Long term growth and progress - particularly what has overcome Malthusian limits - results from gains in scale, as Paul Romer noted in a recent post. However, many gains in scale are the result of tradable goods. Whereas non tradable sectors still compensate knowledge use and asset formation in ways which mostly take little advantage of gains from scale. While "exclusive" strategies for wealth creation in non tradable sectors (and luxury tradable sectors) work well up to a point, problems arise when artificially derived scarcity crowds out the gains of scale from tradable goods sectors.
Carried too far, wealth generation - without sufficient allowance for scale - can limit human progress. Even though monetary policy may closely adhere to aggregate spending capacity (as is presently the case), a lack of options for scale access can limit long term growth potential. While it is not possible to open up non tradable sectors to scale across the board, it is possible to retrieve growth at the margins, through symmetric knowledge use and the application of technology potential for building components.
Consider how scale has been limited in terms of human capital, for instance. Paul Romer envisions human capital as purely rival, but notes that it can be useful to treat human capital as temporarily non rival, if doing so allows (tradable goods) product scaled to generate new wealth. For long term growth - however - it is not enough to limit non rival human capital utilization, to gains in scale for tradable goods.

§ Records
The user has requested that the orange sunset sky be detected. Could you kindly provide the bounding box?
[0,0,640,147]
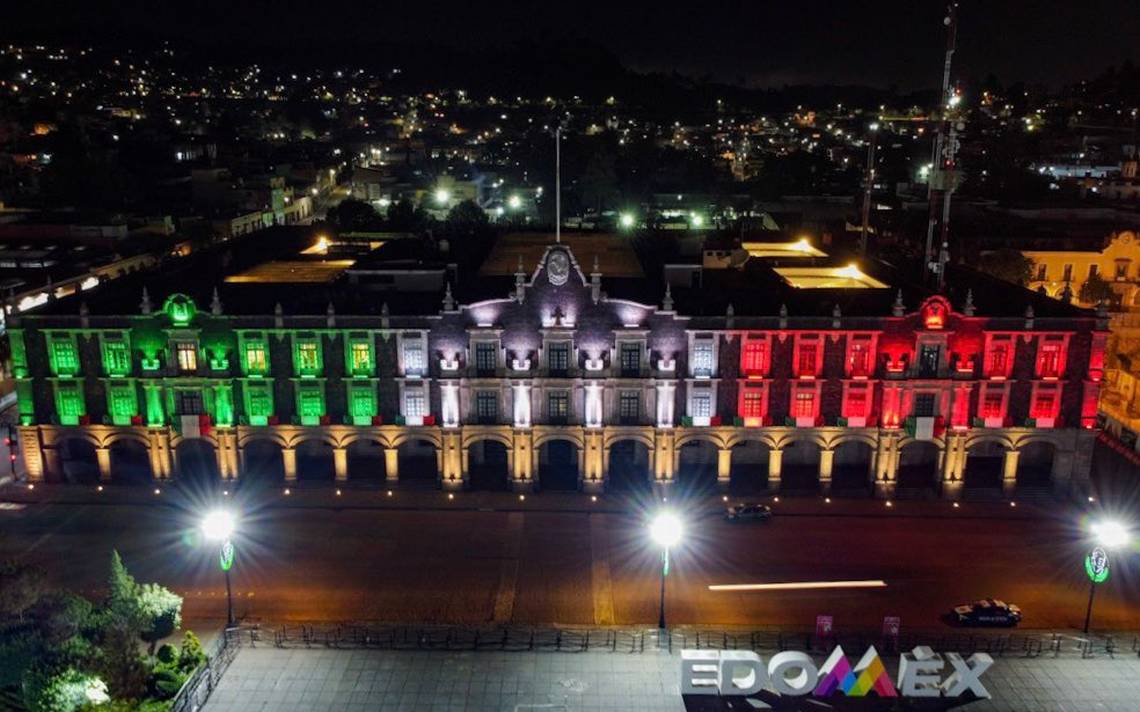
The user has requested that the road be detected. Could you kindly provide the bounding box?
[0,494,1140,630]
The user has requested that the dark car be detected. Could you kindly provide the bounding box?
[724,505,772,522]
[953,598,1021,627]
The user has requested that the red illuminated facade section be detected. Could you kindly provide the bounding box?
[736,296,1106,430]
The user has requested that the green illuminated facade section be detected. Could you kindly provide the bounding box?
[55,378,87,425]
[48,332,79,376]
[293,332,325,378]
[106,378,139,425]
[344,333,376,378]
[242,380,274,425]
[293,380,326,425]
[345,379,378,425]
[99,332,131,377]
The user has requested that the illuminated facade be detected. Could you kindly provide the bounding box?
[10,246,1107,498]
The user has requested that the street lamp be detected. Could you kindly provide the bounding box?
[202,509,237,628]
[649,512,684,630]
[1083,519,1132,633]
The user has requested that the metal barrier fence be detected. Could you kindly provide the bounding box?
[261,623,1140,658]
[170,628,242,712]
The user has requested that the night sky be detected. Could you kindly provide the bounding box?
[0,0,1140,89]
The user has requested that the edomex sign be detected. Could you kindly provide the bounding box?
[681,646,994,698]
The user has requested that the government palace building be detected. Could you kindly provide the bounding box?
[8,228,1107,499]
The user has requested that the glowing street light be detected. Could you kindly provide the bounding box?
[202,509,237,628]
[649,512,684,630]
[1083,519,1132,633]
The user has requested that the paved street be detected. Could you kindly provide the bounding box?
[0,491,1140,630]
[205,647,1140,712]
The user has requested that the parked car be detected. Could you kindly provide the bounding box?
[953,598,1021,627]
[724,504,772,522]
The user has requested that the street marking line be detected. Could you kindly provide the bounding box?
[589,514,613,625]
[492,512,523,623]
[709,579,887,591]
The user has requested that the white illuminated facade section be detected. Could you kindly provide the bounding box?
[657,383,677,427]
[586,383,602,427]
[514,383,530,427]
[440,383,459,427]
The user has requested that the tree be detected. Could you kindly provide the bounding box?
[978,247,1033,287]
[1077,272,1117,304]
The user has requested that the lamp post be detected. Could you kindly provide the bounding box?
[1082,521,1131,633]
[649,512,683,630]
[202,509,236,628]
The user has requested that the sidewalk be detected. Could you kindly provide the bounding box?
[0,481,1075,519]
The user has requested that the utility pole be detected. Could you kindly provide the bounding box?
[858,123,879,257]
[923,0,962,289]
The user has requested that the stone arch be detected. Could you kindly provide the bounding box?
[728,437,772,494]
[962,437,1009,490]
[242,437,285,484]
[343,437,388,482]
[605,435,653,492]
[52,435,99,484]
[534,436,581,491]
[464,433,511,492]
[107,437,154,484]
[174,437,221,484]
[831,437,874,491]
[293,437,336,482]
[895,440,942,490]
[673,437,720,497]
[780,437,821,492]
[392,435,439,488]
[1017,439,1058,486]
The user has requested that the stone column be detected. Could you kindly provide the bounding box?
[716,448,732,489]
[282,448,296,482]
[385,448,400,485]
[768,450,783,492]
[1001,450,1021,497]
[333,447,349,482]
[820,450,836,494]
[95,448,111,482]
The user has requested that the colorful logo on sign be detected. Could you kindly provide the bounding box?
[813,645,898,697]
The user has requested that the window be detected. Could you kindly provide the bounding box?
[51,336,79,376]
[546,391,570,423]
[848,338,871,376]
[103,334,131,376]
[740,339,768,376]
[986,343,1010,376]
[620,342,641,376]
[982,388,1005,419]
[404,388,428,418]
[475,391,498,423]
[693,338,713,378]
[692,388,713,418]
[404,341,424,376]
[245,341,269,376]
[174,341,198,371]
[740,388,764,418]
[796,342,820,376]
[546,341,570,376]
[296,339,320,376]
[475,342,498,376]
[791,390,815,418]
[174,391,205,416]
[1037,336,1061,378]
[349,341,372,376]
[914,393,937,418]
[618,391,641,425]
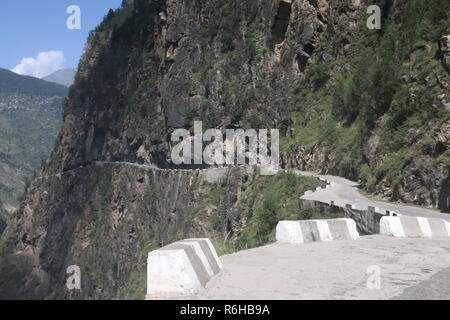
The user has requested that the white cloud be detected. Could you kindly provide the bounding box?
[11,50,65,78]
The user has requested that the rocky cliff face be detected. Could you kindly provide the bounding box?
[0,0,450,299]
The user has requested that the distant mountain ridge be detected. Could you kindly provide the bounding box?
[42,69,77,87]
[0,68,68,97]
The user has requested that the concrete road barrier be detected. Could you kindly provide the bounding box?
[276,219,359,244]
[380,216,450,238]
[146,239,222,300]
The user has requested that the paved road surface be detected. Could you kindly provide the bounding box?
[193,235,450,300]
[294,171,450,221]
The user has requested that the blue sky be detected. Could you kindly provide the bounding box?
[0,0,122,76]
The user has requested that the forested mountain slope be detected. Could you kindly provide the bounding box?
[0,0,450,299]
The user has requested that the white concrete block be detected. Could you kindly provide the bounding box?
[178,240,215,277]
[187,238,223,269]
[444,221,450,237]
[343,218,359,240]
[147,249,203,297]
[380,217,405,238]
[147,239,222,299]
[316,220,333,242]
[417,217,433,238]
[276,219,359,244]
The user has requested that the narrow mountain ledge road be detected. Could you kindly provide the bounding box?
[294,170,450,221]
[35,162,450,300]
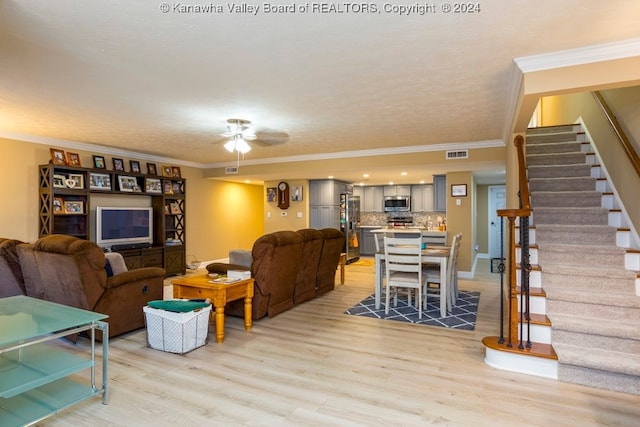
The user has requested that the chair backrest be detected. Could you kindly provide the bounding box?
[447,233,462,283]
[0,237,25,298]
[384,236,422,286]
[17,234,107,310]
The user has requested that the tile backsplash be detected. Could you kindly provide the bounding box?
[360,212,447,228]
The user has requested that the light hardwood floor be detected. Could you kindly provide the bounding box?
[40,260,640,427]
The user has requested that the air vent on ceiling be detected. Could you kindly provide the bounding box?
[447,150,469,160]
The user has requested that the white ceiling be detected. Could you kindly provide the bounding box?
[0,0,640,186]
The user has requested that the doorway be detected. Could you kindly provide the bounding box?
[488,185,507,264]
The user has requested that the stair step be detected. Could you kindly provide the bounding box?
[538,243,625,268]
[542,265,636,296]
[527,141,582,155]
[518,313,551,326]
[552,329,640,356]
[527,153,587,166]
[529,176,599,191]
[482,337,558,360]
[531,192,602,208]
[554,343,640,376]
[527,162,592,179]
[535,224,616,245]
[533,207,609,225]
[527,123,584,136]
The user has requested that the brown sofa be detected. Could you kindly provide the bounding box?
[0,237,25,298]
[16,235,165,337]
[207,229,344,320]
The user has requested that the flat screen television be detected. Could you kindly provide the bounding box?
[96,206,153,249]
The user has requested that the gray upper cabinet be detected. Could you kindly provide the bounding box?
[360,187,383,212]
[384,185,411,196]
[309,179,353,206]
[411,184,434,212]
[433,175,447,212]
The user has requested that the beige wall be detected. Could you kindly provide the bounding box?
[0,139,265,261]
[262,180,309,233]
[475,185,489,254]
[447,172,475,271]
[541,92,640,236]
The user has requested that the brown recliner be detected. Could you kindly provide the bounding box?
[316,228,345,295]
[0,237,25,298]
[293,228,324,304]
[17,235,165,337]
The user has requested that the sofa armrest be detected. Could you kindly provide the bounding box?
[207,262,251,274]
[107,267,165,289]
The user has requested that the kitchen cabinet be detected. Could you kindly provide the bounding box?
[360,186,384,212]
[433,175,447,212]
[360,227,377,256]
[353,185,364,201]
[411,184,434,212]
[309,179,353,206]
[384,185,411,196]
[309,206,340,230]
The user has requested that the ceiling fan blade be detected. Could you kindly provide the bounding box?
[253,131,289,147]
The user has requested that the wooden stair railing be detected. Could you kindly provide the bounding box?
[592,91,640,176]
[483,135,532,350]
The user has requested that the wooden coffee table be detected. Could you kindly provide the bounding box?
[173,274,253,343]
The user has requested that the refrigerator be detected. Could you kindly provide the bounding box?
[340,193,360,264]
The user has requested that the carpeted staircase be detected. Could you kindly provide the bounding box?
[526,125,640,395]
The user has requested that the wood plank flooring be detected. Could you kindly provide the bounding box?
[40,260,640,427]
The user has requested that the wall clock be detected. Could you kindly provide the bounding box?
[278,181,289,209]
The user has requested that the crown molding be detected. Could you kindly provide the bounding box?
[514,38,640,73]
[5,131,505,169]
[204,139,505,169]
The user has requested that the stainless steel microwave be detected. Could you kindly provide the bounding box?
[384,196,411,212]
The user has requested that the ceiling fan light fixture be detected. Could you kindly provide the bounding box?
[235,138,251,154]
[224,139,236,153]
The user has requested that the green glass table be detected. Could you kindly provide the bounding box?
[0,296,109,427]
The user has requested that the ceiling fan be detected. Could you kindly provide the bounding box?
[222,119,289,155]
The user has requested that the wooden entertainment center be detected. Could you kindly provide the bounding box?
[38,164,186,276]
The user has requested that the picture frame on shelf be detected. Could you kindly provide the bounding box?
[53,197,64,214]
[164,179,173,194]
[92,154,107,169]
[144,178,162,194]
[67,173,84,188]
[129,160,140,173]
[64,200,84,215]
[67,151,82,167]
[49,148,67,165]
[51,174,67,188]
[267,187,277,203]
[451,184,467,197]
[118,175,140,193]
[147,163,158,176]
[111,157,124,172]
[172,181,182,194]
[89,173,111,191]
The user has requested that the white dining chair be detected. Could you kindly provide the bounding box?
[423,233,462,311]
[384,236,424,319]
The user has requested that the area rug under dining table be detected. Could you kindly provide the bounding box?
[345,290,480,331]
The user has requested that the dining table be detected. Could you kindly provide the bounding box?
[375,246,455,317]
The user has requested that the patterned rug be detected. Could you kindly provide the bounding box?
[345,290,480,331]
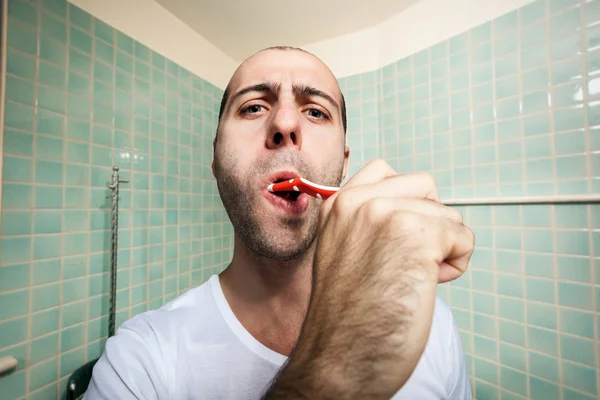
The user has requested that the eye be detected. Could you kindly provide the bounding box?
[242,104,265,114]
[308,108,329,119]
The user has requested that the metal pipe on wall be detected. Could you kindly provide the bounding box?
[442,194,600,206]
[108,165,129,337]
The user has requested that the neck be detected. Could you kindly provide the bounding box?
[220,235,315,355]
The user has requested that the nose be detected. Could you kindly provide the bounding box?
[267,105,302,150]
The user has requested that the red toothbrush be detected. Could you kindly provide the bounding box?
[267,178,340,200]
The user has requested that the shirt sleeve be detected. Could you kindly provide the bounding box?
[79,315,169,400]
[448,317,473,400]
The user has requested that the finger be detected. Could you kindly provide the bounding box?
[344,158,398,188]
[438,221,475,283]
[321,173,439,225]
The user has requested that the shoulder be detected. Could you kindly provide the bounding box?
[86,282,217,399]
[429,297,471,399]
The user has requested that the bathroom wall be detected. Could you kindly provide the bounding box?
[340,0,600,400]
[0,0,232,399]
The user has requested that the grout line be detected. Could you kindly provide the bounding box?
[0,0,8,222]
[512,6,531,398]
[576,1,600,394]
[548,0,564,400]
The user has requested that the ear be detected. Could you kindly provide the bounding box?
[210,138,217,178]
[342,146,350,181]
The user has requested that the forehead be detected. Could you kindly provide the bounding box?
[229,50,341,100]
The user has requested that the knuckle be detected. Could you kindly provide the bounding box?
[390,211,424,231]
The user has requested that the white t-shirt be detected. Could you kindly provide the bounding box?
[84,275,471,400]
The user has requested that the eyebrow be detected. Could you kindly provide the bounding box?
[229,82,340,112]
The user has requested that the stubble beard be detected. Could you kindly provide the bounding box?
[215,151,343,261]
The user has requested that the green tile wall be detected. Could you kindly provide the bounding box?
[0,0,233,399]
[339,0,600,400]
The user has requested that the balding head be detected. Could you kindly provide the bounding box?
[217,46,348,134]
[213,47,350,261]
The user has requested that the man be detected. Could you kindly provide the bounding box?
[86,47,473,399]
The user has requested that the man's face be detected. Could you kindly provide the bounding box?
[213,50,349,260]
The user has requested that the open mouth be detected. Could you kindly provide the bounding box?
[272,178,302,201]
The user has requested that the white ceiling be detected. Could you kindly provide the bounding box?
[156,0,419,62]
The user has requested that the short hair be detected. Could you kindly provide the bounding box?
[217,46,348,134]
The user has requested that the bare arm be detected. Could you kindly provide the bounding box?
[264,161,474,400]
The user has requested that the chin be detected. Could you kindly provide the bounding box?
[241,220,316,261]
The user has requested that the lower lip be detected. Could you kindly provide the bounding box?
[263,190,310,215]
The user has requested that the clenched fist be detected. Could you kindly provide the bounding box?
[266,160,474,399]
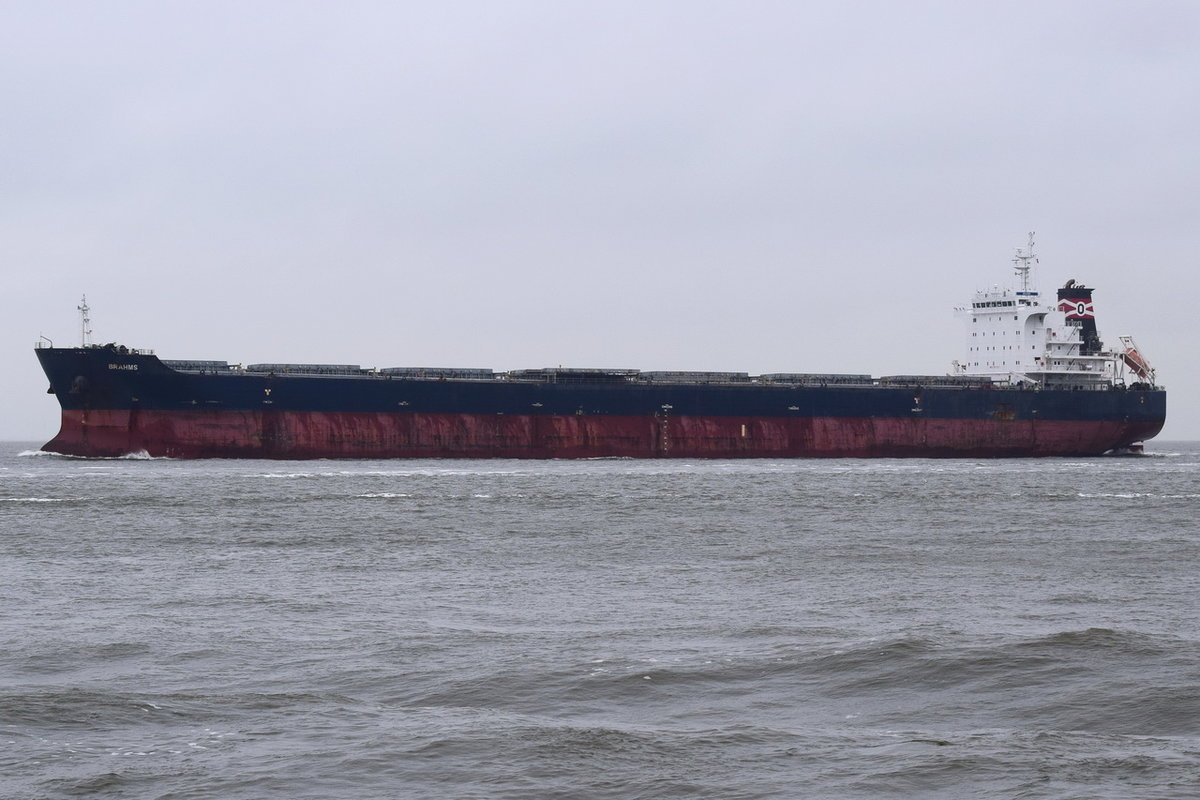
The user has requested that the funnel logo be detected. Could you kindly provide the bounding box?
[1058,299,1096,319]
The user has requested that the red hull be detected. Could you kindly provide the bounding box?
[43,410,1162,458]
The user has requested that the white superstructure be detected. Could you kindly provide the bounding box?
[954,233,1154,389]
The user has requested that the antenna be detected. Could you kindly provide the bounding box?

§ Problem set
a – In the entries, from the line with "The user has requested that the clenched" through the last entry, swap "funnel logo" for "smokestack emblem" and give those lines again with nothing else changed. Leave the pictures out.
b – Carry on the passage on economic scale from its last sentence.
The passage on economic scale and the entries are separate material.

§ Results of the exercise
a –
The user has requested that the clenched fist be detected. Could you kindly provide the bounding box?
[266,160,474,399]
The user has requested that the smokestack emblem be detected. Could you kindly provide the bounding box?
[1058,299,1096,319]
The user has requested that the red hull be detected. Could you kindly provide the bounding box?
[43,410,1162,458]
The user has requested that the white superstructure be detected. Could you kindly provide the bounding box?
[954,233,1154,389]
The user has requested that the antenna be detected. Could you kindly provide the bounding box?

b –
For one, the Malthusian dilemma has been overcome (thus far) through scale applications wherever they are possible. One reason that wealth disparities result in developed nations, is the reluctance of non tradable sectors to allow scale innovation to continue (for low income levels), when it is possible instead to capture wealth from previous or already existing applications of scale. In other words, developed nations inadvertently introduce unnecessary fragility into their systems by capitalizing on non scale wealth.
Scale - as applicable to tradable goods and commodity wealth - is not utilized as the dominant form of wealth on the part of governments. Instead, government wealth is connected to non tradable sectors which benefit from signalling (exclusive labeling) for both naturally and artifically restricted product. And then they attempt to "force" income in general to purchase these exclusive settings! Carried too far in relation to the wealth which results from scale, specialty non tradable wealth can override gains in scale, and lead to negative growth.
Human capital needs broader application on symmetric or non rival terms, which would mean gains in scale for time use aggregates as a whole. Even though compensated time value would scale up purely in relation to itself, human capacity should be central to our economic realities. Doing so would help to overcome the problems of imbalance which are developing between non scale and scale approach to wealth building. Even though Romer's above linked post referenced speeded up growth, economic growth slows quickly when nations purposely choose rival knowledge and artificial scarcity, to generate wealth on closely held terms.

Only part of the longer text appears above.